● Written exercise 1
According to the book recommendations, what does "Cooee Mittigar" mean?

● Text section
-- Begin --

So, why is this book so significant and important to share with your students? Well, as I’m sure you are aware, an increasing number of primary students experience anxiety to some degree. As a result, it is critical that we empower young children with information and useful tools to manage anxiety.
When my son and I opened the pages of this book, we instantly fell in love with the fierce warrior character (central to the narrative). What’s more, as we read on, we befriended anxiety and started to look at things differently. As you’ll see, the author, Karen Young describes anxiety as being like your own fierce warrior, always there to protect you.
Hey Warrior is also an important reminder to incorporate mindfulness into our teaching practice. A five or ten-minute daily mindfulness practice can see students reduce stress and anxiety, increase concentration and engagement, and much more. Head to our Mindfulness Teaching Resources Collection and Mindfulness Teaching Resource Pack to find everything that you need.
Under the Stars
Under the Stars transports curious kids on an interplanetary journey through the night sky!
Don’t be afraid of exposing your students to the sophisticated language in this children’s book. Because, believe me, they will lap it up and acquire a breadth of vocabulary to take their reading and writing to a new level. This children’s book is ideal to explore over a term and is ideal to incorporate into your Earth and Space Science unit.
Need an Earth and Space unit plan? Check out our curriculum-aligned The Interplay of the Sun, Earth and Moon Unit Plan. And don’t forget to check out our Earth and Space Teaching Resource Collection.
Title: Cooee Mittigar Story on Darug Songlines
Author: Jasmine Seymour, Leanne Mulgo Watson (Illustrator)
Publisher: Magabala Books
Age Range: middle to upper years
Themes: Aboriginal stories, Country, land, respect, language.
Tread softly on our lands. Know that this dreaming was here. Is still here. Will be forever.
Are you looking for Aboriginal stories to share and explore with your students? This beautifully written book is one of our top picks because of its underlying message to respect and remember Darug Nura (Country), its traditions and language.
So, what does Cooee Mittigar, mean? It means Come Here Friend. And so, this children’s book is a welcoming invitation to yana (walk), on Darug Country. The Darug people are the Indigenous Peoples of the Sydney basin area. The Darug Peoples have a hugely significant link to a culture that spans more than 60 000 years.
I love the glossary of language at the back of this book! I have no doubt that your students will have fun exploring it too!
Explore Your World Weird, Wild, Amazing
Title: Explore Your World Weird, Wild, Amazing
Author: Prof. Tim Flannery, Sam Caldwell (Illustrator)
Publisher: Hardie Grant Egmont
Age Range: middle to upper years
Themes: animals, the natural world
Get your class ready for a whole new look at the world! Your students are going to love meeting the weirdest, wildest and most spectacular animals on the planet.
Are zombie jellyfish real?
Do frogs like opera?
Which animals eat poop? (And more importantly, WHY?!)
What’s it like to wrestle a python?
This fascinating children’s’ book is going to make you and your students laugh out loud… and feel a little bit squirmish!
Finally, don’t forget to build and maintain a strong relationship with your teacher librarian (if you are fortunate enough to have one). Teacher librarians are an incredibly useful resource and are there to help you find these books and other quality literature.

-- End --

● Written exercise 2
Arrange every line of the rows below as a Markdown table with the columns Number and Row line, skipping blank lines. Leave the pictures out of the table.

● Available records
-- Begin --

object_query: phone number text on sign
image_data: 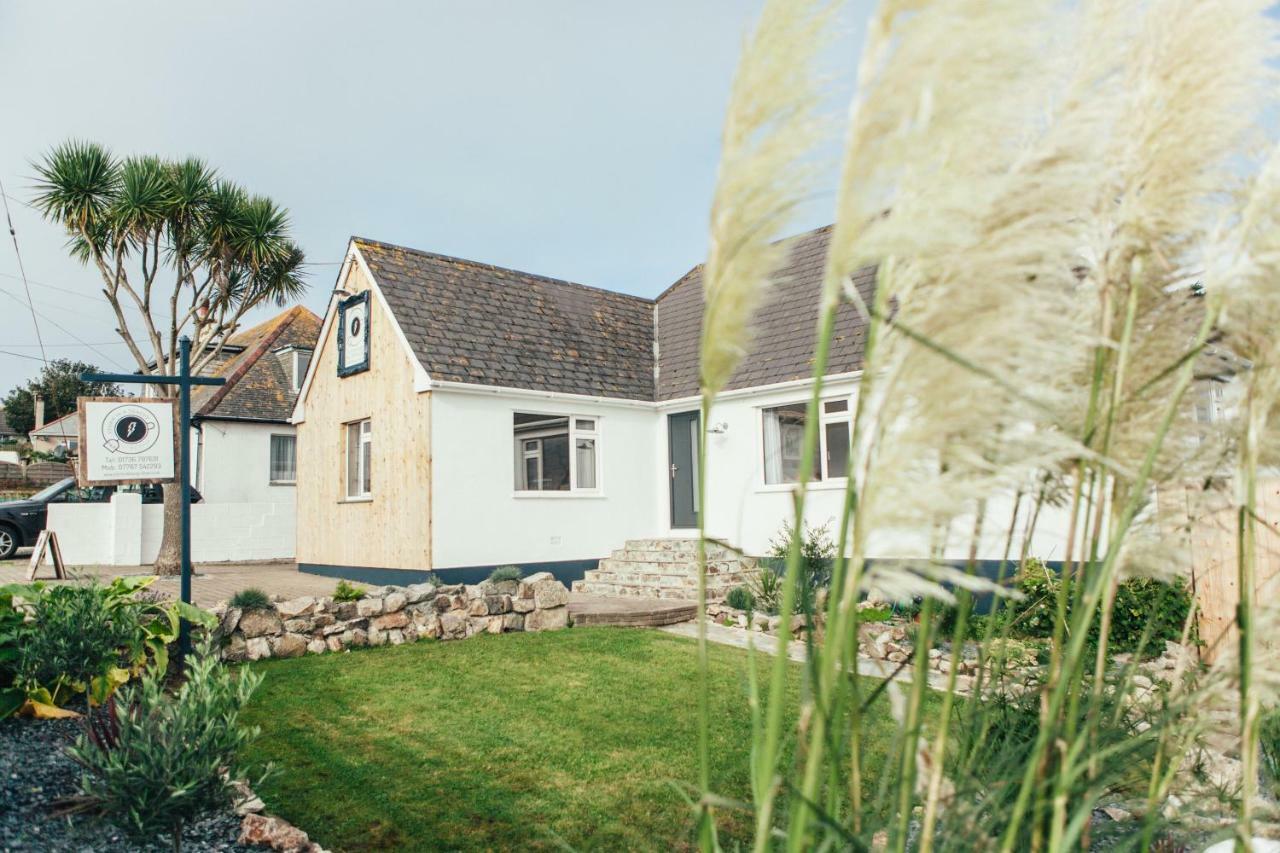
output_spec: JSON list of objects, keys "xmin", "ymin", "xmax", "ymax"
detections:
[{"xmin": 81, "ymin": 400, "xmax": 174, "ymax": 483}]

-- End --

● Correct answer 1
Come Here Friend.

● Correct answer 2
| Number | Row line |
|---|---|
| 1 | object_query: phone number text on sign |
| 2 | image_data:  |
| 3 | output_spec: JSON list of objects, keys "xmin", "ymin", "xmax", "ymax" |
| 4 | detections: |
| 5 | [{"xmin": 81, "ymin": 400, "xmax": 174, "ymax": 483}] |